**WHAT THIS TASK INVOLVES**
In the book review below, what were the Mumbai general duties police issued?

“Finally, on 26 November, the GPS had sounded their arrival off the coast of Mumbai, and they had called Karachi to find out what to do with the captured captain. It fell to Ajmal Kasab to act. He had just turned twenty-one and felt compelled to prove his worth. Two others held the Indian sailor down, while Ajmal slit his throat. Blooded, they jumped into a yellow dinghy that pulled them onwards towards the glistening Indian city.”

This is not a scene from an action thriller but an excerpt from the prologue of The Seige: Three Days of Terror Inside the Taj, a thoroughly researched book on the 2008 Mumbai terrorist attacks. It’s a true story that’s as thrilling as any work of fiction.

The story is set in the financial hub of India, Mumbai. A city of extreme contrasts. Home to the destitute, the sick and the poor. It’s lavish hotels and mansions the playground of the sixth highest number of billionaires in the world.

It is in the spectacular Taj hotel that we find many of the city’s ‘elite’. Surrounded by their armies of private security contractors and hotel staff, they sipped their cocktails and dined in fine restaurants, blissfully unaware that their protection is but a thin veil. The guards at the hotel were unarmed and the Mumbai general duties police were only issued WW2-era bolt-action rifles. Worse still, the police ‘Striking Mobiles’ had no ammunition for their FN FAL assault rifles.

**INFORMATION PROVIDED**
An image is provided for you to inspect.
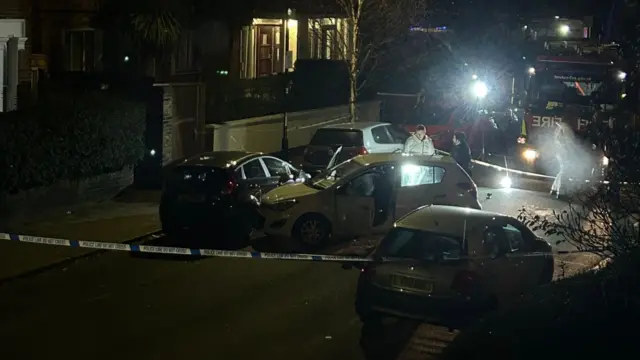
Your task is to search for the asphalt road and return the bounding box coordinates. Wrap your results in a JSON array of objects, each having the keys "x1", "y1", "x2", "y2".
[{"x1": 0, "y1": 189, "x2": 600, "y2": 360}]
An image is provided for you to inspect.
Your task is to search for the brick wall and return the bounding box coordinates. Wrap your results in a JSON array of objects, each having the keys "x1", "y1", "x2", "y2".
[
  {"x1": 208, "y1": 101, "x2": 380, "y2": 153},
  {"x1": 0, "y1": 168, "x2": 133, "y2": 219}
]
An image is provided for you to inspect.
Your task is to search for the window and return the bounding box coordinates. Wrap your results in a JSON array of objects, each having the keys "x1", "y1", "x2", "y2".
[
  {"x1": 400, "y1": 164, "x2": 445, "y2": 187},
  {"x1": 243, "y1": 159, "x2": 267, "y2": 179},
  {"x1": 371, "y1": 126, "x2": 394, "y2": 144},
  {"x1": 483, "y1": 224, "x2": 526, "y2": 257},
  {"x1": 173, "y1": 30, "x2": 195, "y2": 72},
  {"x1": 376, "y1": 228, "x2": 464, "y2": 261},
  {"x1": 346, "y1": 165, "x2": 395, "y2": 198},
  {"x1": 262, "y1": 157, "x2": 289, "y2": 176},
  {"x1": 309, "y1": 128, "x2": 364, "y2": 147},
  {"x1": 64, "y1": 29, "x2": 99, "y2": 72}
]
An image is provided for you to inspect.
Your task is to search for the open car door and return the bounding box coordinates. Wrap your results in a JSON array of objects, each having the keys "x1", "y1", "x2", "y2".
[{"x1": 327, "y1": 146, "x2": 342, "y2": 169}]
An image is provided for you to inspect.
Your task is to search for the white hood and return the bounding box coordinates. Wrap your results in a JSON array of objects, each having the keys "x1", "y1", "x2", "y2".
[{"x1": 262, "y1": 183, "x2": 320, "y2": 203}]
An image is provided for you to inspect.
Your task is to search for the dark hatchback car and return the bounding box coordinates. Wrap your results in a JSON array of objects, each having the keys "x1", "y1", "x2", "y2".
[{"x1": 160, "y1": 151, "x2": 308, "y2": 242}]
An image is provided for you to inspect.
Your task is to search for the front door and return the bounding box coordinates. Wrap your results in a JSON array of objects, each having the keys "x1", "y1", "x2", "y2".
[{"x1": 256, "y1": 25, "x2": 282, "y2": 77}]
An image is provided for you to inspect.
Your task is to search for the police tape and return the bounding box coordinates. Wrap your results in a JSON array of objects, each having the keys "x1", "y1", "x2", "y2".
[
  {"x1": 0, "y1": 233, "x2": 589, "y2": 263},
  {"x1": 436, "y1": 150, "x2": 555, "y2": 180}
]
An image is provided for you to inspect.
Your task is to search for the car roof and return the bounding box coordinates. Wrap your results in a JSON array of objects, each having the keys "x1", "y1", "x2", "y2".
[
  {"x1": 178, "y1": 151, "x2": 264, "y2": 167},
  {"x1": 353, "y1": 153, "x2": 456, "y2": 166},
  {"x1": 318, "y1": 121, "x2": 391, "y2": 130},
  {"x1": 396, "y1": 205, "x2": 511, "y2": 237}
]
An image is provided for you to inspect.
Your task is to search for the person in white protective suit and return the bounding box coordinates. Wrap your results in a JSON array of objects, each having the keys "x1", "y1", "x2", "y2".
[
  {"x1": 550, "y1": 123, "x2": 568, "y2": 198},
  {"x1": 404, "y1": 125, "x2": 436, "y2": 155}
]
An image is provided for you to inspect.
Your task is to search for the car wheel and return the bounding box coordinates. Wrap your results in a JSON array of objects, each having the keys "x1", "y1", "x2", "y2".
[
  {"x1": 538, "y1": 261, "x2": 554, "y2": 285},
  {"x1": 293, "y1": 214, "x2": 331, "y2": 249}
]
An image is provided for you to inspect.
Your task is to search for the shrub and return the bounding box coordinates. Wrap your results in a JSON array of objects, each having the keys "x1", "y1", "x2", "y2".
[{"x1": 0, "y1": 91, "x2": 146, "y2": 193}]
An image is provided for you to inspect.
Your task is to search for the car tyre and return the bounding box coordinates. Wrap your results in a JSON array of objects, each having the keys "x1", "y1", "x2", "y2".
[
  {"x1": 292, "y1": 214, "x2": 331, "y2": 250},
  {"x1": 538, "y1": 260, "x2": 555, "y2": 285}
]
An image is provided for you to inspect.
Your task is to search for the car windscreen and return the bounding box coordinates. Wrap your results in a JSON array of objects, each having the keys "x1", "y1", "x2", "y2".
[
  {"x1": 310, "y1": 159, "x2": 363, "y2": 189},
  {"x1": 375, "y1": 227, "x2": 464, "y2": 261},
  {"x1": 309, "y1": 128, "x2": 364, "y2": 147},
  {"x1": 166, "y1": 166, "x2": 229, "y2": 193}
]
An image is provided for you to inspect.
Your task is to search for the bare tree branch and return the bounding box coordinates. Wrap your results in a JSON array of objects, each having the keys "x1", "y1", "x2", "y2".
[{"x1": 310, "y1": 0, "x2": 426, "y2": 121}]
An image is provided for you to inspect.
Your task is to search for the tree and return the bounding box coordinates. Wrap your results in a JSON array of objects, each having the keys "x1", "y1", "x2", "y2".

**RESULT**
WW2-era bolt-action rifles.